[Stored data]
────────────────────────────────────────

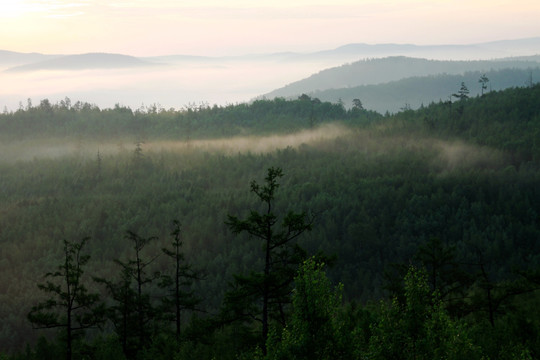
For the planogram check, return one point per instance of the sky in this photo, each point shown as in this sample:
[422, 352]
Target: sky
[238, 27]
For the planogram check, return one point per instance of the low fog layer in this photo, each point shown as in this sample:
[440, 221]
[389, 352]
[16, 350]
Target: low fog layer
[178, 81]
[448, 155]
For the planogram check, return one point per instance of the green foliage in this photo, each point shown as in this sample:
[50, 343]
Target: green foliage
[70, 307]
[313, 331]
[420, 328]
[272, 285]
[382, 190]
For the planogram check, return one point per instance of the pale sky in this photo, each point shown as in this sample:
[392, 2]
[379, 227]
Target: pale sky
[236, 27]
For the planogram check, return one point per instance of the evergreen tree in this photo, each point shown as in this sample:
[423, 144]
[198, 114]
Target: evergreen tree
[71, 306]
[262, 295]
[180, 297]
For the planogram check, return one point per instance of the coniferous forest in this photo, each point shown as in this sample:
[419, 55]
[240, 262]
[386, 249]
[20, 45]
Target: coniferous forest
[278, 229]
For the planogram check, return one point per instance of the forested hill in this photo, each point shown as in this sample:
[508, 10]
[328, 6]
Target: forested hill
[452, 188]
[421, 90]
[388, 84]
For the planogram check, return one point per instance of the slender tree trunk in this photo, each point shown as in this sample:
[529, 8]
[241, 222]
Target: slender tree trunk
[266, 290]
[177, 295]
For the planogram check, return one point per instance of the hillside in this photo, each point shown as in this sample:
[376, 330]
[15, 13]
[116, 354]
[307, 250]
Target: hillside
[379, 71]
[82, 62]
[421, 90]
[383, 190]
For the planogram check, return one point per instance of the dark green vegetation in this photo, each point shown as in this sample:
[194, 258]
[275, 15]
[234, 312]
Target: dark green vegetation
[393, 83]
[430, 220]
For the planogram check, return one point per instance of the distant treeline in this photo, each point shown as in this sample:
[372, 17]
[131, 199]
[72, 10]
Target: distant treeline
[198, 121]
[451, 188]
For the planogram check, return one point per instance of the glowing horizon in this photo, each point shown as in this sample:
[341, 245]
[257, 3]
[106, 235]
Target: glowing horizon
[208, 27]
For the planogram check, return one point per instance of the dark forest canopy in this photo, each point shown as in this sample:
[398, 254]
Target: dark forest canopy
[452, 187]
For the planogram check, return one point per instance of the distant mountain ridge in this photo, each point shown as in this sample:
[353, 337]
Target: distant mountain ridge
[82, 62]
[379, 71]
[413, 92]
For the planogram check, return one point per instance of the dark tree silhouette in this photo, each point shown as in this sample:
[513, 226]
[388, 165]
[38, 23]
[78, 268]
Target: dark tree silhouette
[71, 306]
[281, 257]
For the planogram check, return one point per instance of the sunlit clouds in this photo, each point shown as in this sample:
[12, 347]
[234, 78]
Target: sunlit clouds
[208, 27]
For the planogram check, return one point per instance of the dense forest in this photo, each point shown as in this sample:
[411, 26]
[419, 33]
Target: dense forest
[175, 234]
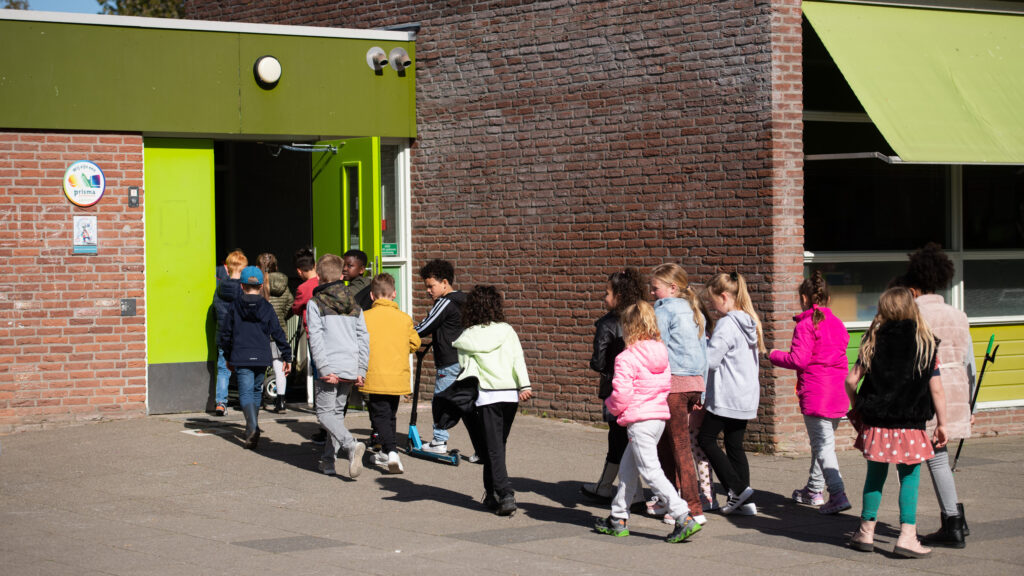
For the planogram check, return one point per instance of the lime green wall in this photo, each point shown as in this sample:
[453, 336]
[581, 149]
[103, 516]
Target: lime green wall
[75, 77]
[180, 247]
[1005, 378]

────────────────────────────────────────

**WHAT THE TASK ASKS**
The preceding entries should be duplicated word for word; no picture belongs in the copy.

**EXERCISE RESULT**
For the planogram check, return one point per instance of the sky in this photo, each point shown as in this sample:
[422, 352]
Target: sky
[238, 27]
For the planogram check, return one point per instance of the low fog layer in this photo, each point shown as in this sample:
[440, 221]
[389, 352]
[16, 350]
Target: low fog layer
[178, 81]
[448, 155]
For the planogram check, return one point per instance of the green foliage in this photo, each point shown as in this sample:
[50, 343]
Target: green foliage
[70, 307]
[313, 331]
[420, 328]
[272, 285]
[382, 190]
For the planogram check, return one point per instance of the pale sky in this photo, each point shown as in this sample:
[392, 2]
[379, 227]
Target: pale sky
[236, 27]
For the planogram check, return one point per instance of the evergreen tree in this photo, each point shown as in this sample:
[423, 144]
[198, 114]
Target: evergreen tree
[71, 306]
[262, 295]
[180, 297]
For the planogram check, return one point per instance of the coniferous forest in this photo, each point shown as in this sample:
[419, 55]
[240, 262]
[386, 249]
[20, 45]
Target: coniferous forest
[278, 229]
For the planogram check, return one point per instance of the forested hill in this photo, each point shown as in this sample:
[508, 10]
[328, 6]
Target: forested hill
[452, 188]
[421, 90]
[388, 84]
For the planogram check, return one point per instance of the slender tree trunk in this photo, each point shown as in this sample:
[529, 8]
[241, 222]
Target: slender tree trunk
[266, 290]
[177, 295]
For the planogram check, return one point per instance of the hillside in this photo, each point shown as in this sample:
[376, 330]
[15, 13]
[116, 354]
[307, 250]
Target: hillside
[379, 71]
[82, 62]
[421, 90]
[383, 190]
For the planogram check, return one point per instance of the dark green vegetation in this photo, each point shown as in this sample:
[194, 258]
[275, 15]
[234, 312]
Target: dark green vegetation
[393, 83]
[430, 220]
For the planogram check, return one point per instance of the distant treeline in this photo, each point shown as in this sample:
[372, 17]
[131, 199]
[72, 10]
Target: distant treeline
[198, 121]
[451, 188]
For the planogram check, return one point per instance of the glowing horizon in this photo, each point shown as in this sample:
[341, 245]
[257, 3]
[106, 235]
Target: glowing horizon
[208, 27]
For the planogram check, return one point per instance of the dark forest canopy in this photo, each point shown as in this sample:
[398, 254]
Target: dark forest canopy
[452, 187]
For the planogram check, return one point per instance of the distant mountain ridge in this photo, each point shown as in this sample:
[353, 337]
Target: distant mountain ridge
[82, 62]
[379, 71]
[413, 92]
For the planogram check, return one point per instance of the dark tree silhouette in this photo, each point shown as in this sample:
[513, 226]
[388, 165]
[38, 23]
[78, 268]
Target: dark tree silhouette
[71, 306]
[281, 257]
For the planogram check, return one point per instance of the sunlit clouds in this photo, each point shown as in this sample:
[12, 347]
[234, 78]
Target: sunlit clouds
[208, 27]
For the planogram check, return one point per instance of the dense forest in this photo, each point shown as in this sample:
[411, 26]
[419, 33]
Target: dense forest
[175, 234]
For the planogram check, return one point per instance of the lime green wall in this photo, each point shown as in this sample:
[453, 336]
[581, 149]
[103, 516]
Target: lime green wall
[75, 77]
[180, 247]
[1005, 378]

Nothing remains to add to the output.